PROVIDED RECORDS:
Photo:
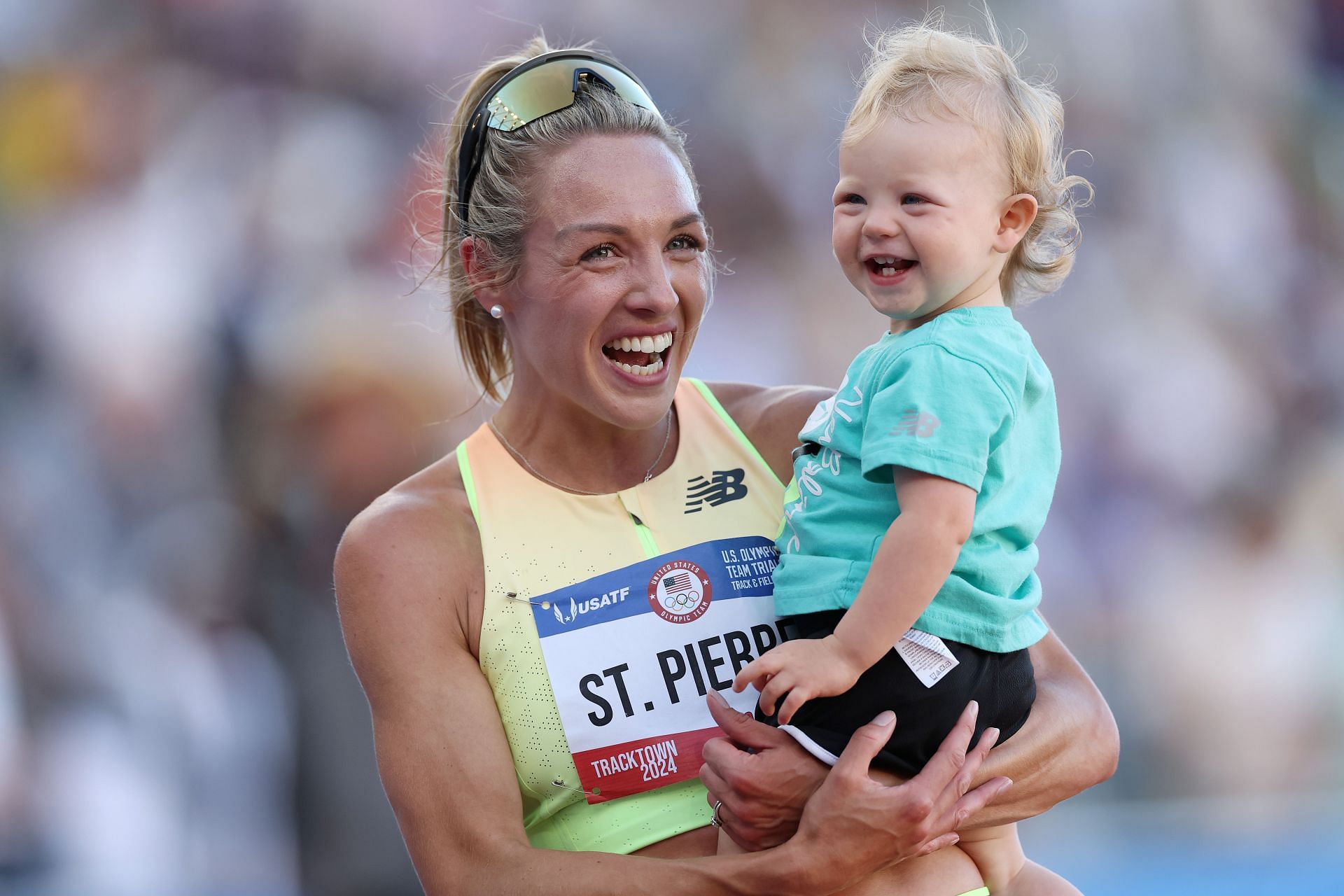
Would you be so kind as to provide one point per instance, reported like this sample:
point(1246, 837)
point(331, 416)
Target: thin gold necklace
point(648, 473)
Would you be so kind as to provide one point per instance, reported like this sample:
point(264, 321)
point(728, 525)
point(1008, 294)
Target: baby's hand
point(804, 669)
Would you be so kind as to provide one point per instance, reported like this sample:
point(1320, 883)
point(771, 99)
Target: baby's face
point(917, 213)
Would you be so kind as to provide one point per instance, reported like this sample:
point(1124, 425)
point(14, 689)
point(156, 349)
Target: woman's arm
point(405, 573)
point(1068, 745)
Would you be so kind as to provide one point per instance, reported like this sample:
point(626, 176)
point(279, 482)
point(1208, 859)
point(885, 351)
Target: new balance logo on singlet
point(721, 488)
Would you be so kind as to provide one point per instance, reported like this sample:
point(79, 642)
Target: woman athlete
point(577, 264)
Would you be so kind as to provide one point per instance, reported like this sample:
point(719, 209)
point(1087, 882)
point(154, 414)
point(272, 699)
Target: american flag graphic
point(678, 580)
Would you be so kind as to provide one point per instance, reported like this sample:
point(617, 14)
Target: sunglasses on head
point(538, 88)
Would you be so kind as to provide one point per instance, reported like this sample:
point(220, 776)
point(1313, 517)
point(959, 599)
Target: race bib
point(632, 653)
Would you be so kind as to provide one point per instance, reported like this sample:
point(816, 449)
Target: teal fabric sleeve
point(936, 413)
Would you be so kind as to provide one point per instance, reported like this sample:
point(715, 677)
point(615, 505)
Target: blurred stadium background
point(211, 356)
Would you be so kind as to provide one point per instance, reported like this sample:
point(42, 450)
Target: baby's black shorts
point(1003, 684)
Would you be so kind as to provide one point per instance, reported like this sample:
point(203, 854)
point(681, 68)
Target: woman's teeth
point(648, 344)
point(645, 370)
point(638, 355)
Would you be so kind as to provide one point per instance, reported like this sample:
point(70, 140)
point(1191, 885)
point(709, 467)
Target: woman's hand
point(881, 821)
point(760, 774)
point(803, 669)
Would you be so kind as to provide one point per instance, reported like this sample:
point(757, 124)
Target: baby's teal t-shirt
point(964, 397)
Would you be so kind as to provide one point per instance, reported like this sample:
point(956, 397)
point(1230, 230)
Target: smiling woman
point(527, 746)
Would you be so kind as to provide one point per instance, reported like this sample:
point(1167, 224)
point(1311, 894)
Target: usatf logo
point(721, 488)
point(916, 424)
point(590, 605)
point(680, 592)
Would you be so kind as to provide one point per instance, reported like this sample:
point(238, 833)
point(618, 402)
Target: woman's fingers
point(741, 727)
point(952, 755)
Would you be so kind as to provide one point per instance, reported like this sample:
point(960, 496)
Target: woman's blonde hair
point(499, 211)
point(930, 69)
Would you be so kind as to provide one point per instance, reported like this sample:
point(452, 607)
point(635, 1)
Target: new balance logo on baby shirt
point(916, 424)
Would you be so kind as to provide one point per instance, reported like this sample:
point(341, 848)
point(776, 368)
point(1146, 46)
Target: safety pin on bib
point(512, 596)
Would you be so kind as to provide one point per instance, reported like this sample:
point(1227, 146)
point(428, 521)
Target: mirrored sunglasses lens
point(550, 88)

WHAT YOU SHOULD DO: Copy the records above exactly, omitting every picture.

THE COMPLETED TASK:
Photo:
Would you be so kind as to provide one point per instance, reported like this sample:
point(1246, 837)
point(331, 416)
Target: thin gold necklace
point(648, 473)
Would you be so kind as to provide one point per instance, reported like this sample:
point(264, 321)
point(728, 525)
point(1008, 294)
Target: baby's hand
point(804, 669)
Would you be so kind as to provide one point per instance, reported like this sample:
point(1320, 883)
point(771, 99)
Target: baby's face
point(917, 213)
Would you be so kind as to provide one point per instance, reported like this sample:
point(1124, 425)
point(14, 689)
point(156, 349)
Target: woman's arm
point(405, 573)
point(1068, 745)
Would you be so kind as to provide one point per instance, reported like this sample:
point(626, 176)
point(279, 482)
point(1208, 859)
point(885, 351)
Target: new balance logo on singlet
point(721, 488)
Would you be so kind as to provide one point per instance, reported like this sample:
point(79, 642)
Target: woman athlete
point(577, 264)
Would you be so kind as to provide one point per instance, reported like this sample:
point(719, 209)
point(1087, 882)
point(154, 414)
point(272, 699)
Target: american flag graphic
point(678, 580)
Would you be so kind as to provide one point per instance, reported like this sample:
point(617, 14)
Target: sunglasses on head
point(538, 88)
Would you be so kind as to provide one point per instance, reported like this sample:
point(220, 776)
point(1313, 517)
point(959, 599)
Target: race bib
point(632, 653)
Would you be so kind as to provide one point per instance, reported like this sample:
point(816, 449)
Target: teal fabric sleeve
point(936, 413)
Would you be so kind as to provide one point per instance, reported like this sample:
point(715, 677)
point(615, 505)
Target: blurred stadium background
point(211, 356)
Would you be so kind as to provide one point per instance, reported like this sample:
point(42, 450)
Target: baby's black shorts
point(1003, 684)
Would you be so kind as to provide one point per instance, reported like this sample:
point(203, 854)
point(681, 68)
Target: woman's teeth
point(648, 344)
point(645, 370)
point(638, 355)
Would you be so kind as to provide one point per instance, reported like this sample:
point(70, 140)
point(1191, 885)
point(709, 467)
Target: woman's hand
point(881, 821)
point(760, 774)
point(803, 669)
Would you be so kind as to provide one point per instance, reported like this sample:
point(757, 124)
Target: baby's teal t-shirt
point(964, 397)
Would you be so kind as to provide one point per instance, reported like this sample:
point(956, 397)
point(1230, 230)
Target: smiling woman
point(527, 746)
Would you be so kind as to provide one point per instance, reported like this sample:
point(1167, 224)
point(1311, 894)
Target: usatf logo
point(721, 488)
point(916, 424)
point(590, 605)
point(680, 592)
Would you be so kind as to provide one point per instance, reported like this sample:
point(238, 833)
point(618, 402)
Target: woman's fingers
point(741, 727)
point(952, 755)
Would you be so kind as to provide one point per instance, reported like this sample:
point(960, 496)
Target: woman's blonde hair
point(499, 211)
point(930, 69)
Would you be so kind as to provide one point per instance, reported like this sample:
point(452, 607)
point(635, 1)
Target: new balance logo on baby shirt
point(916, 424)
Would you be so kind as to provide one point per instance, reported like this sample:
point(341, 848)
point(776, 368)
point(1146, 46)
Target: safety pin on bib
point(512, 596)
Would you be so kind as to provide one point per instance, reported like this sample:
point(1227, 146)
point(428, 521)
Target: mirrored sunglasses lens
point(550, 88)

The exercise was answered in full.